Task item>
Listed below are entries; give the number of lines among them that include "drop", and only that number.

Exercise material>
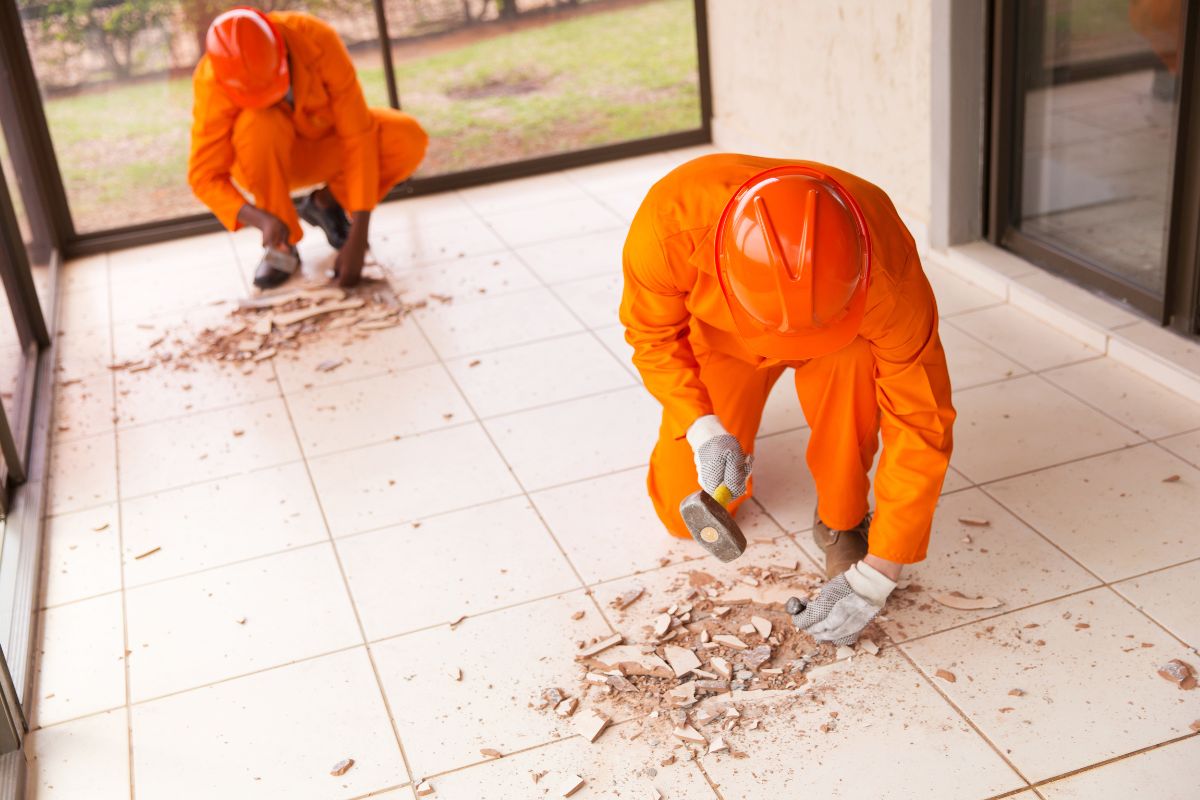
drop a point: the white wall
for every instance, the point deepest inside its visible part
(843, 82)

...

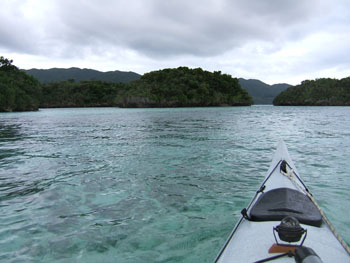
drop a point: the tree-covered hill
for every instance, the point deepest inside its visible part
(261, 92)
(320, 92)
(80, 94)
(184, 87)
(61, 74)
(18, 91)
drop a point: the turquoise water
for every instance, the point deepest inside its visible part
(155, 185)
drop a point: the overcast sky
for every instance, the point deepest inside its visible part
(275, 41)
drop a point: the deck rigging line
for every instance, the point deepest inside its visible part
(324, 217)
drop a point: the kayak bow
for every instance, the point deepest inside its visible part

---

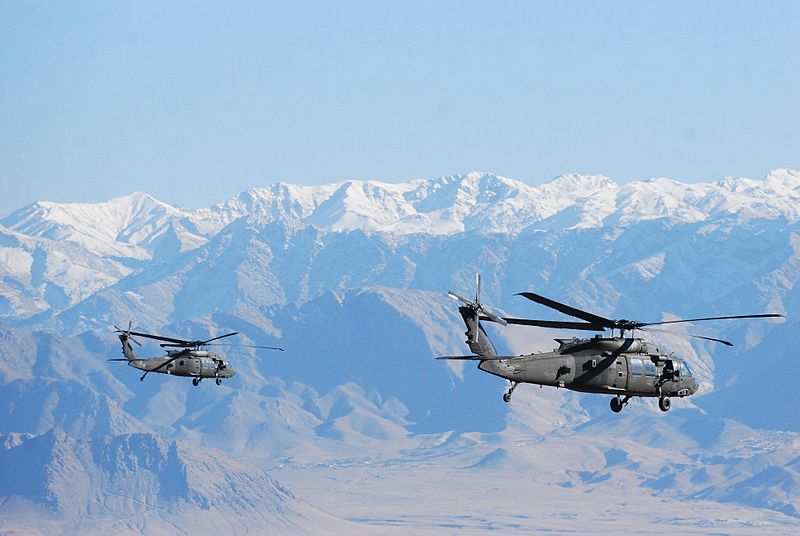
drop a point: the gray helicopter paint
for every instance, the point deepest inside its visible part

Exercise answer>
7